RalfJung · 2024-07-26T10:34:27Z

In C I think this is not true for char types. But yeah for most types you cannot pass them uninit by value.

carbotaniuman · 2024-07-26T12:11:54Z

The PR that introduced the guarantees does not talk about padding, and it seems like that wasn't really understood back then. The t-lang minutes discussing this are lost to time and reorganizations, but it seems doubtful that such a consideration was raised. Discussions from 2018 raise a lack of real-world use cases for ABI compatibility, and I agree with such a sentiment in the present.

I don't this this would be approved nowadays, but I am incredibly apprehensive about removing it. There are few places in the Rust documentation that use always for guarantees like this, and the use cases for some weird FFI thunks or bindings would be nigh-impossible to properly test with crater or similar...

RalfJung · 2024-07-26T12:28:24Z

@carbotaniuman I think we should consider removing it. If we can't come up with any legitimate usecase, I think we should definitely remove it. I don't like going back on a promise like this, but if we don't have a usecase that could be broken by taking back this promise, then the chances that someone is affected should be very slim.

Object point labels
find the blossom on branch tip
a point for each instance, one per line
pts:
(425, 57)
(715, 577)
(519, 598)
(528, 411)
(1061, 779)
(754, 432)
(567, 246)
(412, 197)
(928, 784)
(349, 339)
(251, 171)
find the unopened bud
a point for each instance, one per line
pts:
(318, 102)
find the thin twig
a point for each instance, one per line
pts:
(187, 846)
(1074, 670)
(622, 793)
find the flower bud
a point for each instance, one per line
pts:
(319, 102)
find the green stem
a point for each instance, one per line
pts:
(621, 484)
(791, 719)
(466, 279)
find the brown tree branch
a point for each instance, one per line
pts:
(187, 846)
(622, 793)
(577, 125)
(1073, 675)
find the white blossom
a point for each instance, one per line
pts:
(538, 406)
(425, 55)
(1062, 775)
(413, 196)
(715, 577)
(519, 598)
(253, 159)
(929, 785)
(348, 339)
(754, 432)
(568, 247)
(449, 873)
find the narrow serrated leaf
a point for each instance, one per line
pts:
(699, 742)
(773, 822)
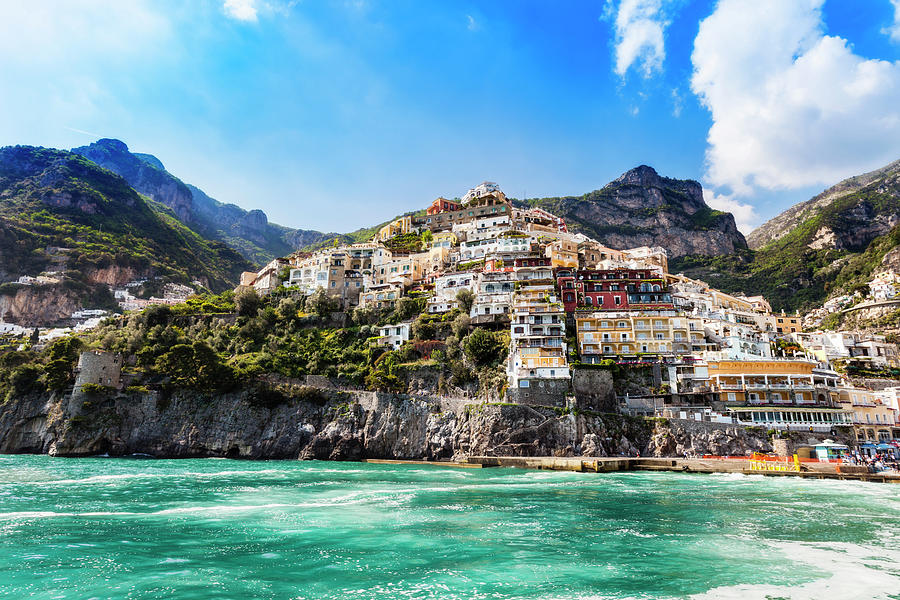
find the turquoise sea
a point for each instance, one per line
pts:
(130, 528)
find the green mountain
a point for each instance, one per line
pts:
(641, 208)
(828, 245)
(248, 232)
(63, 213)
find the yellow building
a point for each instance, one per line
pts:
(563, 254)
(609, 334)
(872, 420)
(786, 324)
(444, 239)
(764, 381)
(398, 227)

BRIEF 1:
Translate this sentence from the forum thread into German: "The PR that introduced the guarantees does not talk about padding, and it seems like that wasn't really understood back then."
BRIEF 2:
Answer these questions using the forum thread:
(a) In RalfJung's first post, for which types does he think the statement is not true in C?
(b) From which year are the discussions that carbotaniuman says raise a lack of real-world use cases for ABI compatibility?
(c) According to RalfJung's second post, what should definitely happen if no legitimate use case can be found?
BRIEF 3:
Carry the forum thread forward from the point where it stops.
The items have no connection to the forum thread.

FINAL RESULT 1:
Der PR, mit dem die Garantien eingeführt wurden, geht nicht auf Padding ein, und es scheint, dass dies damals nicht wirklich verstanden wurde.

FINAL RESULT 2:
(a) Char types.
(b) 2018.
(c) The guarantee should be removed.

FINAL RESULT 3:
@Diggsey thanks for explaining why you think this belongs in this thread. But I disagree. "MaybeUninit preserves provenance" is not relevant here. You will note that provenance does not appear in the issue description. Furthermore, provenance on CHERI works like it does everywhere else, so even if provenance were relevant, CHERI wouldn't change anything. It is true that you can write code with MaybeUninit that will work everywhere but not on CHERI; discussing that is off-topic here as the reasons are completely different from what this thread is about and also different from what you mentioned -- it is caused not by padding and not by provenance, but by capabilities. So please take this elsewhere, e.g. Zulip or a new issue where you explain why you think MaybeUninit's provenance behavior is incompatible with CHERI, but I'd prefer not to see yet another thread derailed by CHERI. I like CHERI and want to see it work in Rust, but our main task here is to figure out Rust for the existing targets we already support. CHERI support is a nice extra that I'll happily discuss, as long as it doesn't distract from our core task.

carbotaniuman · 2024-07-26T13:17:33Z

If we do agree to remove the guarantee, I expect it to break 0 uses in practice. My only other concern would be the performance impact of having to copy more bytes. It probably won't affect SIMD or buffers though, so I don't really think that's it's really an issue.

bjorn3 · 2024-07-26T13:23:31Z

I think we should preserve the memory layout compatibility, but drop the calling convention compatibility. That could be done using repr(C) instead of repr(transparent) I think.

chorman0773 · 2024-07-26T13:24:11Z

FTR, I use MaybeUninit<T> in the signatures of lccc's libatomic and libsfp ABI-level routines. This is because they get called from xlang's codegen, and xlang allows uninit for those operations. Though in these cases, they are types without padding in the signature.

However, for compatibility with gcc/clang, they have to expose an ABI equal to the rountines using primitives.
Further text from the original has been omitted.